### Фрагмент текста
====
И взаимосвязь действительно есть. Надо знать порядок применения оружия в средневековом сражении. Пояснение к такому порядку дает академик Д.С. Лихачев: «копье было оружием первой стычки и почти всегда ломалось в ней» . Георгий побеждает молниеносно, причем, не ломая копья, ибо побеждает не столько своей силой, сколько Божией.

По этой причине на остроуховской иконе из-за спины Победоносца выглядывает щит с ликом солнца. Щит – символ и атрибут защиты: само слово «за-щита» говорит об охранении человека. Будет ошибкой видеть в изображении солнца «рудименты языческого солярного культа». Солнце – довольно устоявшийся символ Христа. Здесь проводится мысль о всеспасительной роли Сына Человеческого. Да и то, что за редкими исключениями св. Георгий скачет на белом коне и вправо (от зрителя), показывает нам, Чья сила движет змееборцем. По Дионисию Ареопагиту, образ коней означает «покорность и послушность, причем белые указывают на светлость и как бы особую родственность божественному свету, вороные – на сокровенность» . В нередких новгородских и псковских «исключениях» Георгий сидит именно на вороном коне, а если и скачет влево, то слева же и находится сегмент мандорлы со Христом . На московские и суздальские памятники (особенно с XVI в.) данное правило не распространяется.

После трактовки Дионисия Ареопагита занятно читать, что «белый конь выглядит как символ душевной чистоты» (кого? Лошади?!) и что «блистающий белизной конь – это подобие апокалиптического «бледного коня». Если конь блистает, то он ослепителен, а не бледен. Белый цвет здесь – символ, синоним трансцендентного Божественного света, проникающего по сю сторону бытия. Поэтому изображение белого коня в качестве неподобного символа прикровенно напоминает о силе Божией, побеждающей зло (подчеркнем: силе, а не Ипостаси). Увязывание жития св. Георгия с Апокалипсисом, по меньшей мере, надуманно и нелогично. В свое время имел место, конечно, так называемый апокрифический апокалипсис св. Георгия, но связывать его с Откровением св. Иоанна Богослова нет никаких оснований.

Изображение вороного коня в данном сюжете восходит, надо полагать, к известной агиографической редакции, где говорится о явлении Победоносца на битву из небесного мира. Иконописцы хотели по-Ареопагитовски особо отметить сокровенность этого явления. И наиболее тонкие из них, желая избежать черного цвета, символизирующего ад, заменяли его темно-синим, или корректировали «его семантику сине-голубыми бликами». Что дополнительно обращало внимание молящегося на принадлежность коня небесному миру.
====
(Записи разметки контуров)
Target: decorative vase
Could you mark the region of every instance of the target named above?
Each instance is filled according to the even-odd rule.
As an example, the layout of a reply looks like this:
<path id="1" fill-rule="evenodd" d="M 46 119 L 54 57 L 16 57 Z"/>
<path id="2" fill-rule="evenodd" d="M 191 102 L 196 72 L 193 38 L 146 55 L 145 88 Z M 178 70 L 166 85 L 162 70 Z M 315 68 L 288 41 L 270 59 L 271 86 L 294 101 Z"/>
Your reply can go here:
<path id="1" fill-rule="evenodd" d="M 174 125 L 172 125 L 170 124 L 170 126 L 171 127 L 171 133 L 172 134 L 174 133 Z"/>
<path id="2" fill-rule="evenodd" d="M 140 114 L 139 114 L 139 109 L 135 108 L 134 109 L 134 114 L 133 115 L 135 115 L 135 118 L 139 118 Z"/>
====
### Письменные задания
(1) Перепишите часть текста об изображении св. Георгия между «После трактовки Дионисия» и «нет никаких оснований.» включительно, заменив «надуманно» на «искусственно».
(2) Переведите на английский язык следующее предложение из текста об изображении св. Георгия: «Солнце – довольно устоявшийся символ Христа.»
(3) Продолжите текст об изображении св. Георгия после его последнего предложения.

### Ответы на задания
(1)
После трактовки Дионисия Ареопагита занятно читать, что «белый конь выглядит как символ душевной чистоты» (кого? Лошади?!) и что «блистающий белизной конь – это подобие апокалиптического «бледного коня». Если конь блистает, то он ослепителен, а не бледен. Белый цвет здесь – символ, синоним трансцендентного Божественного света, проникающего по сю сторону бытия. Поэтому изображение белого коня в качестве неподобного символа прикровенно напоминает о силе Божией, побеждающей зло (подчеркнем: силе, а не Ипостаси). Увязывание жития св. Георгия с Апокалипсисом, по меньшей мере, искусственно и нелогично. В свое время имел место, конечно, так называемый апокрифический апокалипсис св. Георгия, но связывать его с Откровением св. Иоанна Богослова нет никаких оснований.

(2) The sun is a fairly well-established symbol of Christ.

(3)
Применение в данном случае неподобного символа было вполне оправданным, т.к. отвечало духу 82-го правила Трулльского Собора: требовалось «верно передать конкретный исторический образ» св. Георгия «и в нем раскрыть другую реальность – реальность духовную», «передать средствами искусства, при помощи известной символики, отблеск божественной славы». Неподобный символ антиномически уравновешивался символами подобными (рука Христа или поясное изображение Спасителя, змей, горки…). Неподобный символ уводился на второй смысловой план, потому что он принадлежит немоленному образу коня. Его задача – ярче выявить образ св. Георгия, заявить об иерархическом превосходстве Победоносца над вражьей силой.

Тема антагонистичной борьбы света и тьмы – очевидна. Особенно она заметна на иконе из с. Манихино: змей здесь выползает не из воды, а из пещеры; по диагонали от пещеры к мандорле выстраивается хорошо прочитываемая антиномия: «небытие (тьма пещеры) – бытие (битва Георгия со змием) – сверхбытие (мандорла с Руцей Божией)». Композиция оказывается от угла до угла под сенью креста, типа «Андреевского», образованного пересечением мысленной диагонали от пещеры к мандорле с диагональю копья. В центре иконы сокрыта монограмма «X», означающая имя Того, Чьей силой побеждается зло.

Приниженное же положение змея показывалось тем, что царевна Елизавета вела его на собственном пояске, привязанном к рогу , ибо рог, по Дионисию Ареопагиту, символ непобедимости; да и в Ветхом Завете он выражал могущество, честь и славу царей.

Со временем тема змееборчества настолько становится популярной вообще в европейском искусстве, что начала вытеснять все другие мотивы иконографии каппадокийского великомученика-змееборца.

Не доверяя художествам, совершенно иначе к Победоносцу отнесся ученый мир.

Светские литературо- и искусствоведы – та генерация европейской и российской интеллигенции, которая выросла и выращивается на проязыческом отношении к миру, для которой нет «разницы между духовностью и искусством, между житиями святых и сказками, между молитвой и пением, между философией и богословием», – все они, гордые знанием и образованием, сводили житие св. Георгия лишь к легенде, к фольклору, к мифу, словом, к игре коллективной или индивидуальной фантазии – к тому, чем они сами, собственно, и занимались. Подобное даже стало считаться хорошим тоном и признаком истиной «научности».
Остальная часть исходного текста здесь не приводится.